Please copy the lines below, word for word, from the first one through the line containing "x=160 y=102", that line included.

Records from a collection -

_ _ _

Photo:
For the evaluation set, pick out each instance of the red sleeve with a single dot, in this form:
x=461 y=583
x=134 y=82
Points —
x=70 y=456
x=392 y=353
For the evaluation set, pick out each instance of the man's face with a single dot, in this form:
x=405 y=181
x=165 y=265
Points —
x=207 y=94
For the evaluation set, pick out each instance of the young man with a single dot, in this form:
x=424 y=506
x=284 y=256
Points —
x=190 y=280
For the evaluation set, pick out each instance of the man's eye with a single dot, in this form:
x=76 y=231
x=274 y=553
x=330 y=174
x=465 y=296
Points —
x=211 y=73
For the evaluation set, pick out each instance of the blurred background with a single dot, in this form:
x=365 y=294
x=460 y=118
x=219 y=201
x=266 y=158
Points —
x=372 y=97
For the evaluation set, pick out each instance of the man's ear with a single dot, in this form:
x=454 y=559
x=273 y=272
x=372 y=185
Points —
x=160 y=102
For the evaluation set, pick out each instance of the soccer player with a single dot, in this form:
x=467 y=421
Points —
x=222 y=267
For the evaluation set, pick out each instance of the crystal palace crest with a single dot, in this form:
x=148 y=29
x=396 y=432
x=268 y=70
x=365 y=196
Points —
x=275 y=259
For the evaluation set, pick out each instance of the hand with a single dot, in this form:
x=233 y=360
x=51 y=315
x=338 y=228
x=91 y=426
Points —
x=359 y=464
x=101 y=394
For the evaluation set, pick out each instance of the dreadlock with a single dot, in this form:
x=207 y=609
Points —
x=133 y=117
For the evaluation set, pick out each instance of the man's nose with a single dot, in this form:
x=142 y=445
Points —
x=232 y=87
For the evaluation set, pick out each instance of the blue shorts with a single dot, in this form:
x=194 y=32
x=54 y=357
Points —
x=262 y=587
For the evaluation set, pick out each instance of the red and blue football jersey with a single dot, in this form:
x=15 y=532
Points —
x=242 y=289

_ _ _

RESULT OF THE EXERCISE -
Photo:
For the evaluation set, pick out each instance of the red sleeve with a single dot, in this form:
x=461 y=583
x=134 y=82
Points —
x=70 y=456
x=392 y=353
For the evaluation set, pick out each instance of the man's face with a single dot, in this form:
x=405 y=181
x=165 y=265
Points —
x=207 y=94
For the evaluation set, pick out each instance of the young man with a single dot, in this form:
x=424 y=506
x=284 y=256
Points —
x=190 y=280
For the evaluation set, pick out each instance of the man's eye with a single dot, in this form:
x=76 y=231
x=274 y=553
x=330 y=174
x=465 y=296
Points —
x=211 y=73
For the evaluation set, pick out each instance of the blurred background with a single dot, in this form:
x=365 y=294
x=460 y=118
x=219 y=201
x=266 y=158
Points —
x=372 y=97
For the evaluation set, pick out each instance of the man's ear with a single dot, in this form:
x=454 y=559
x=273 y=272
x=372 y=185
Points —
x=160 y=102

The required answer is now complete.